On 2 Dec 2001, at 19:57, Gordon Spence wrote:

> >From: "Steve Harris" <[EMAIL PROTECTED]>
> >
> >George did say that, and I was aware of his statement, but that still has no
> >effect on the point I was making.
> >George's GIMPS stats also give no credit at all for finding factors,
> 
> Tell me about it, over 150,000 and no mention anywhere....

Ah, but George's GIMPS stats encourage factoring by removing LL 
testing credit when a factor is subsequently found. (Either you 
should have done more factoring before you started LL testing, or 
the factoring you did was expensive!)

> >From: [EMAIL PROTECTED]
> >
> >The other problem here is that the "known factors" database does
> >not include the discoverer.
> 
> A particularly sore point. If we maintained a top "savers" list whereby for 
> every factor found you were credited with the time an LL test would have 
> taken, then I and the other "Lone Mersenne Hunters" would pulverise these 
> big university teams.

Umm... let's put it this way. Who gets the credit for finding the 
factor 2p+1 when p+1 is divisible by 4 and both p & 2p+1 are 
prime? That's a _big_ bunch of numbers ... I'm not sure that there 
are an infinite number of 3 mod 4 Sophie Germain primes, but there 
certainly are a _lot_ of them... and I think you have to credit them 
all to the person who proved the theorem.
━━━━━━
#### [To be done]
1) Which words or phrases does the email set inside double quotation marks? List them all.
2) In the email, rewrite the part that opens with "Ah, but George's" and closes with "include the discoverer.", replacing "LL" with "Lucas-Lehmer" everywhere it occurs there.

#### [Data segment]
━━━━━━
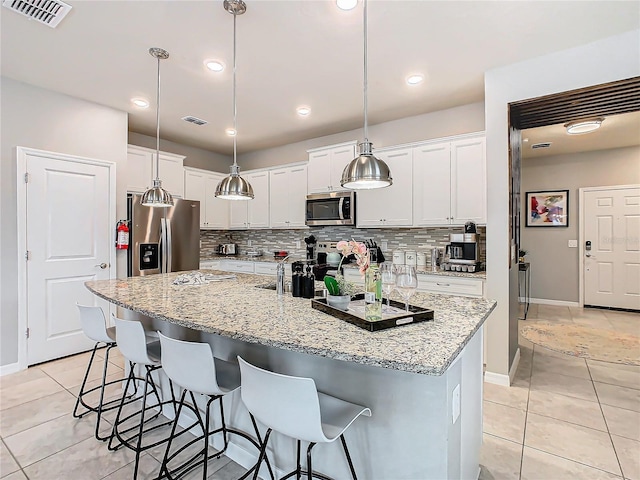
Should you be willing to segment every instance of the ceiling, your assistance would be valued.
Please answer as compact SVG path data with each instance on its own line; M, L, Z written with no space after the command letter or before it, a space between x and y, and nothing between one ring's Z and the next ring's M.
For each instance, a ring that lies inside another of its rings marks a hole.
M332 0L246 1L237 18L238 151L361 127L361 2L341 11ZM222 0L67 3L73 8L55 29L0 9L3 76L126 111L131 131L155 136L156 60L147 51L161 47L170 53L161 64L162 138L232 151L233 17ZM370 124L482 101L487 70L640 28L636 1L368 7ZM227 68L214 74L205 59ZM416 72L425 81L408 86ZM134 107L133 97L151 107ZM303 104L308 117L295 113Z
━━━━━━
#### [Outputs in order]
1) "Steve Harris", "known factors", "savers", "Lone Mersenne Hunters"

2)
Ah, but George's GIMPS stats encourage factoring by removing Lucas-Lehmer 
testing credit when a factor is subsequently found. (Either you 
should have done more factoring before you started Lucas-Lehmer testing, or 
the factoring you did was expensive!)

> >From: [EMAIL PROTECTED]
> >
> >The other problem here is that the "known factors" database does
> >not include the discoverer.